Exercise prompt
In two sentences, what does the text on predicting and treating intracranial aneurysms set out?

Text excerpt
**********
1. A method for predicting the risk of having or developing Intracranial aneurysms (IA) in a subject, comprising the steps of: i) identifying at least one mutation in an angiogenic protein; and ii) concluding that the subject is at risk of having or developing IA when at least one mutation is identified in said angiogenic protein.

2. The method according to claim 1, wherein, the angiogenic protein is angiopoietin-Like 6 (ANGPTL6).

3. A method for predicting the risk of having or developing Intracranial aneurysms (IA) in a subject comprises following steps: i) determining the expression level of ANGPTL6 in a biological sample obtained from said subject, ii) comparing the expression level of ANGPTL6 determined at step i) with a predetermined reference value and iii) concluding that the subject is at risk of having or developing IA when the expression level of ANGPTL6 determined at step i) is lower than the predetermined reference value, or concluding that the patient is not at risk of having or developing IA when the expression level of ANGPTL6 determined at step i) is higher than the predetermined reference value.

4. The method according to claim 1, wherein the method further comprises a step of detecting an angiogenic single nucleotide polymorphism (SNP) in a biological sample obtained from said subject.

5. A method of treating and/or preventing intracranial aneurysms in a subject in need thereof, comprising, i) determining the expression level of ANGPTL6 an angiogenic protein in a biological sample obtained from said subject, ii) comparing the expression level of ANGPTL6 the angiogenic protein determined at step i) with a predetermined reference value and iii) treating the subject by surgery and/or by one or more endovascular techniques when the expression level of the an angiogenic protein determined at step i) is lower than the predetermined reference value.
**********
Recorded data

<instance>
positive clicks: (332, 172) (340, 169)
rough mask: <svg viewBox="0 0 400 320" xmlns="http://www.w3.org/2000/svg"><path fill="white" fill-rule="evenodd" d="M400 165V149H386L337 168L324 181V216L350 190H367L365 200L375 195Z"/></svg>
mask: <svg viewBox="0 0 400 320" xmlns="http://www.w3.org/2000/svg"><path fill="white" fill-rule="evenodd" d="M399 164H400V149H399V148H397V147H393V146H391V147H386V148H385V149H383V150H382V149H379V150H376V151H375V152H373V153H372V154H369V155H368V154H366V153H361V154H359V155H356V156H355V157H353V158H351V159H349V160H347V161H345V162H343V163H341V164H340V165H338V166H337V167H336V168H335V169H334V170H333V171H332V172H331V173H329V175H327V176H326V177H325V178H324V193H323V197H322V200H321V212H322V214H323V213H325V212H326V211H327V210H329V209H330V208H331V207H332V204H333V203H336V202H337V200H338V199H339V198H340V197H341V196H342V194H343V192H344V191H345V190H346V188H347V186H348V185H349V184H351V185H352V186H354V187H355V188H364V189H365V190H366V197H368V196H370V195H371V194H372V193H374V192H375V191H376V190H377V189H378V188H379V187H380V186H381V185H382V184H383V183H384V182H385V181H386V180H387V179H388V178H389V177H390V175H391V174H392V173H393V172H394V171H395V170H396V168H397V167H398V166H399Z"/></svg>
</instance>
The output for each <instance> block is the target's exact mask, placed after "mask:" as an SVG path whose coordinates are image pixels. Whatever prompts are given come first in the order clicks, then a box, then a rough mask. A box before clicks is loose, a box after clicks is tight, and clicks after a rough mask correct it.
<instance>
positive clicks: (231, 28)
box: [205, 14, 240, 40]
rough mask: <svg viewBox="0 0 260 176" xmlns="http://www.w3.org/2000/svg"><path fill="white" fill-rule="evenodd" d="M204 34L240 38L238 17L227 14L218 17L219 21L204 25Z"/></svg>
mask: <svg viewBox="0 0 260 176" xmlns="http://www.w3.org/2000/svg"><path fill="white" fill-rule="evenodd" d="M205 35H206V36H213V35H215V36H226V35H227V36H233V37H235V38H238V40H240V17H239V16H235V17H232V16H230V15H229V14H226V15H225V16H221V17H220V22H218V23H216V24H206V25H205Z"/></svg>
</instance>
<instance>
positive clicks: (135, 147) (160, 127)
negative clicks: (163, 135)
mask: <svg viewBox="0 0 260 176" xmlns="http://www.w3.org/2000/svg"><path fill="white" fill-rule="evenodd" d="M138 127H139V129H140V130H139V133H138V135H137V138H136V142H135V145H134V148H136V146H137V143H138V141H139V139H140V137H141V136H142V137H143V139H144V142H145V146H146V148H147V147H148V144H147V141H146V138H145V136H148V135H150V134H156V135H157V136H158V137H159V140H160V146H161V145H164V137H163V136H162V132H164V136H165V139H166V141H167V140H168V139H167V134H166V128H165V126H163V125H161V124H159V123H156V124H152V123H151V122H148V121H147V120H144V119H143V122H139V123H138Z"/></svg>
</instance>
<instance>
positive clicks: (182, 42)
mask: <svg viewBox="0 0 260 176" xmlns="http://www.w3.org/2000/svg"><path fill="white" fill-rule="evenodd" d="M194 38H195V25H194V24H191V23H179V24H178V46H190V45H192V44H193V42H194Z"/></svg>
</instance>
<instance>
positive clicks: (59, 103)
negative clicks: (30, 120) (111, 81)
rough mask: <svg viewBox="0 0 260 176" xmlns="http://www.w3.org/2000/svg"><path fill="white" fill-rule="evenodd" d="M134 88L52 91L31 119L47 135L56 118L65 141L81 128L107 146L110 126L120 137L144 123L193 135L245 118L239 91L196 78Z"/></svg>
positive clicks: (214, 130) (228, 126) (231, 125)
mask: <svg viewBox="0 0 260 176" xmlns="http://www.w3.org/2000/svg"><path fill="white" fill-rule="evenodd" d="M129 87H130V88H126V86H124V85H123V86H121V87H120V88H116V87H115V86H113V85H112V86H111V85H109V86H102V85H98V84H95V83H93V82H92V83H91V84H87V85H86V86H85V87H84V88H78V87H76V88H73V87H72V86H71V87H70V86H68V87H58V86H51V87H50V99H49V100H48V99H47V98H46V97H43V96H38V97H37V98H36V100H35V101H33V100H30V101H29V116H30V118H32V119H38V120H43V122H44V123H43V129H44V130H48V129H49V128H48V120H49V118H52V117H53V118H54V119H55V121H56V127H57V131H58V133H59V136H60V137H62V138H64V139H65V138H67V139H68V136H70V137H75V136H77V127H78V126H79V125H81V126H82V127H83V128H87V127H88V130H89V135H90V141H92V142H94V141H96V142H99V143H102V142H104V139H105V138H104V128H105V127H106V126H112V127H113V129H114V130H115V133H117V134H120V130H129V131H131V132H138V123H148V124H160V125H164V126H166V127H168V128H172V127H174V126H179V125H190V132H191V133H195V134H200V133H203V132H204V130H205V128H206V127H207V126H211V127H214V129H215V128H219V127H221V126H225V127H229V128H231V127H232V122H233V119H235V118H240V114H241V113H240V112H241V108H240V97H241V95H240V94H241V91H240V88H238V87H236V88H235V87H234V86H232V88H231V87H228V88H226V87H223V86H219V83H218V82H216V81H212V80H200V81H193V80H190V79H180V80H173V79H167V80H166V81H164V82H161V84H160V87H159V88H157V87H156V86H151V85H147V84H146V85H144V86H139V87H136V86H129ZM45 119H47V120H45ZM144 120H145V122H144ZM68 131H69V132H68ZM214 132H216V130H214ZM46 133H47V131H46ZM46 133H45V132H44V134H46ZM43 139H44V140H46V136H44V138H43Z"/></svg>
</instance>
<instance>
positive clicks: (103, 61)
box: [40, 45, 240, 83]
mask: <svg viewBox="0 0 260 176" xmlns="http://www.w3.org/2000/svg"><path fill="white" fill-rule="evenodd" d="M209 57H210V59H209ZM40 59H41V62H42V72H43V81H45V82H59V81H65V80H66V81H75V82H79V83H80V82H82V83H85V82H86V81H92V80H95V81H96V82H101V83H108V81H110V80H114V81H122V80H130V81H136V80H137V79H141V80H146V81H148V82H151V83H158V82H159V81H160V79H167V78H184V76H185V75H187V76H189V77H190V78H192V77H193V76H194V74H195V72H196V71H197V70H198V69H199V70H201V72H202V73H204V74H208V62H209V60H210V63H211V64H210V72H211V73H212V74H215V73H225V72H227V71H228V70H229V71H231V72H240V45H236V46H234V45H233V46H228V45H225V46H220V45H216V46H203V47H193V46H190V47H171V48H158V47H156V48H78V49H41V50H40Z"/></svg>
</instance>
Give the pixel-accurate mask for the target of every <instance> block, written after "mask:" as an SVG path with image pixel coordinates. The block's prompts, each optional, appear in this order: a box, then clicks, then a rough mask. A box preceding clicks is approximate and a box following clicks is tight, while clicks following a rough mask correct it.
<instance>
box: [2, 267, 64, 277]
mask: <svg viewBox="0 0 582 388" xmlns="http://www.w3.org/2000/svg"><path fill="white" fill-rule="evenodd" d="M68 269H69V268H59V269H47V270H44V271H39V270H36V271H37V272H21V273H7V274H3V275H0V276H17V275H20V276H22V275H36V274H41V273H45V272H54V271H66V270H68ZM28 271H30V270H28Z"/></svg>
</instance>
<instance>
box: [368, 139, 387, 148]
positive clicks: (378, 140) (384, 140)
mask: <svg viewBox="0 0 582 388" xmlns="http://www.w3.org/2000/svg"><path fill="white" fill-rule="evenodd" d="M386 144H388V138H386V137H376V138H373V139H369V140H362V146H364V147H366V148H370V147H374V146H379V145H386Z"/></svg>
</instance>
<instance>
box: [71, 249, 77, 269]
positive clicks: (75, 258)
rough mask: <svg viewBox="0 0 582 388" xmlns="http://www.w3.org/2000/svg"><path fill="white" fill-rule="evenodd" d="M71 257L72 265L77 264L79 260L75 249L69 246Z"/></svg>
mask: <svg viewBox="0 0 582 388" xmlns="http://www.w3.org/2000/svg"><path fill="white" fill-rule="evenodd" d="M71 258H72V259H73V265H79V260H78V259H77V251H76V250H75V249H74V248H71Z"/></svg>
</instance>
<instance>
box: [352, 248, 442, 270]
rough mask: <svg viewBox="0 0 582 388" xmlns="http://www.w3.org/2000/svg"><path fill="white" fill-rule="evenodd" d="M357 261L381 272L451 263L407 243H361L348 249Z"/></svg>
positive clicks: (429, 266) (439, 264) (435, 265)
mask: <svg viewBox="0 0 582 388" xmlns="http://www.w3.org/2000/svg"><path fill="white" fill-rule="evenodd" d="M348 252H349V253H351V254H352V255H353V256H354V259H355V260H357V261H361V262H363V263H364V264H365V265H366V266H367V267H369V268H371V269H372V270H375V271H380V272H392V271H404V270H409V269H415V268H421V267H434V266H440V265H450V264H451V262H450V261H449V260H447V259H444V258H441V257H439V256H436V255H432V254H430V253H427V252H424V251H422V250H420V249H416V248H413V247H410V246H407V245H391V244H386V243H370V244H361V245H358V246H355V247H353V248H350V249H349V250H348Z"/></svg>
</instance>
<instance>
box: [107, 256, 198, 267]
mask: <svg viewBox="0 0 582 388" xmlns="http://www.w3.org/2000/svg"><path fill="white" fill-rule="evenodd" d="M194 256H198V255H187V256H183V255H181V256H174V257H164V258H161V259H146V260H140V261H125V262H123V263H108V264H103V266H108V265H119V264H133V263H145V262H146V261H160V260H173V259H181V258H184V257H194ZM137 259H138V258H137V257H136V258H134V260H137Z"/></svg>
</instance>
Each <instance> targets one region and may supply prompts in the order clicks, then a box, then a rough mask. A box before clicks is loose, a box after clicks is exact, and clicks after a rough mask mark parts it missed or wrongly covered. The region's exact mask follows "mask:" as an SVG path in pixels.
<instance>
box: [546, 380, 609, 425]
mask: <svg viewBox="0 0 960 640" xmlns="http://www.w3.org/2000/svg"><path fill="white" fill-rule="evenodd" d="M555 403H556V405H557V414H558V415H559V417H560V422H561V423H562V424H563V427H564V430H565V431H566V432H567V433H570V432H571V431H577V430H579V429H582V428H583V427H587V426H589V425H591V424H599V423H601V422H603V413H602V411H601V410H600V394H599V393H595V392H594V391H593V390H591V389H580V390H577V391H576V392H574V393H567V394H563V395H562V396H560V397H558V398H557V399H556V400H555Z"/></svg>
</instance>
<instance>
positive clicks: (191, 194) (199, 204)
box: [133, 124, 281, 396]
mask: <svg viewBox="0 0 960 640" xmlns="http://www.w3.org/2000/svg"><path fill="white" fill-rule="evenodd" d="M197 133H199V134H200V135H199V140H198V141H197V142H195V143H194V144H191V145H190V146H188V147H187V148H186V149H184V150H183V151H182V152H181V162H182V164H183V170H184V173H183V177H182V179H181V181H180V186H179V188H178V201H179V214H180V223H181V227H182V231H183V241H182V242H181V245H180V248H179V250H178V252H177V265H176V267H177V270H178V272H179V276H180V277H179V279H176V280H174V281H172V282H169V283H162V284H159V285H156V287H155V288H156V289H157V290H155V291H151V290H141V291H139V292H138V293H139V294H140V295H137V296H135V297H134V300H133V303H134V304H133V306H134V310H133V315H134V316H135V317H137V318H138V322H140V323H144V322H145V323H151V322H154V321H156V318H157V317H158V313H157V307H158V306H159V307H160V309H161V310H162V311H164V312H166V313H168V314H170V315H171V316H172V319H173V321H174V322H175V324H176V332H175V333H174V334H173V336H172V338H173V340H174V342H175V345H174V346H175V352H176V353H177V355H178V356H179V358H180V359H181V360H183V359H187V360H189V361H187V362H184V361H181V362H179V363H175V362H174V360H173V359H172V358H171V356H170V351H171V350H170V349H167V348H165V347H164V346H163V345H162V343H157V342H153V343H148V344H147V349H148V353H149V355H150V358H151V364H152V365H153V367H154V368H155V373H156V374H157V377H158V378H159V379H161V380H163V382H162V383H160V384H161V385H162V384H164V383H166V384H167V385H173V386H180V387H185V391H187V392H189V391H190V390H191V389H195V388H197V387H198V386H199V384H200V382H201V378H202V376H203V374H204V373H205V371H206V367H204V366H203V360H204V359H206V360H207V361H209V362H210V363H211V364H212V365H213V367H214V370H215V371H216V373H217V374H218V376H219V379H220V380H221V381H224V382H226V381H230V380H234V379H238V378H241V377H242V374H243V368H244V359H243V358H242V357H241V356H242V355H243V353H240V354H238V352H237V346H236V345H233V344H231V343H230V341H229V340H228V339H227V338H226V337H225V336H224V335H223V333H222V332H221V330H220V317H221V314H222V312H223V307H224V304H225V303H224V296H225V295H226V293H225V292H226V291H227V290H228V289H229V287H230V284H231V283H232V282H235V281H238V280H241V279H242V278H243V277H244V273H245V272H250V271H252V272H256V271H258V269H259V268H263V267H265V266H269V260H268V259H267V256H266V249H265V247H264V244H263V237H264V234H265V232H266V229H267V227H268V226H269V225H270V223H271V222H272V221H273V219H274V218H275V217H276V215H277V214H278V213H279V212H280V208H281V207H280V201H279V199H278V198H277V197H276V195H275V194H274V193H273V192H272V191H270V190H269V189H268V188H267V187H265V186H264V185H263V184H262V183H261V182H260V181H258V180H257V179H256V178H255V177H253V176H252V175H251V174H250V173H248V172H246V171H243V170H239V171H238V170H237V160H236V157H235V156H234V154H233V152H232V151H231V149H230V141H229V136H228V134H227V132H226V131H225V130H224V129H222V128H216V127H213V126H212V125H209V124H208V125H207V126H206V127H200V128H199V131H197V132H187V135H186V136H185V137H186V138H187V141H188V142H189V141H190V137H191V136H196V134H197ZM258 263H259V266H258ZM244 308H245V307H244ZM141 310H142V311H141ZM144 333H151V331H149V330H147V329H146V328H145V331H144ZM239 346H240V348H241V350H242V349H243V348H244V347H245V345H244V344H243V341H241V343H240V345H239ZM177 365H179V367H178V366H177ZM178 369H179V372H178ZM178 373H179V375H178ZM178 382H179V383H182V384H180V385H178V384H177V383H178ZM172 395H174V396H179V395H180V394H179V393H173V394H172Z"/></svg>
**********
Response below
It claims methods for predicting whether a subject is at risk of having or developing intracranial aneurysms. Risk is shown either by identifying at least one mutation in an angiogenic protein such as angiopoietin-like 6 (ANGPTL6), optionally alongside detecting an angiogenic SNP, or by finding ANGPTL6 expression in a biological sample lower than a predetermined reference value; a further claim covers treating or preventing the condition by surgery and/or endovascular techniques when the measured expression level is below that reference value.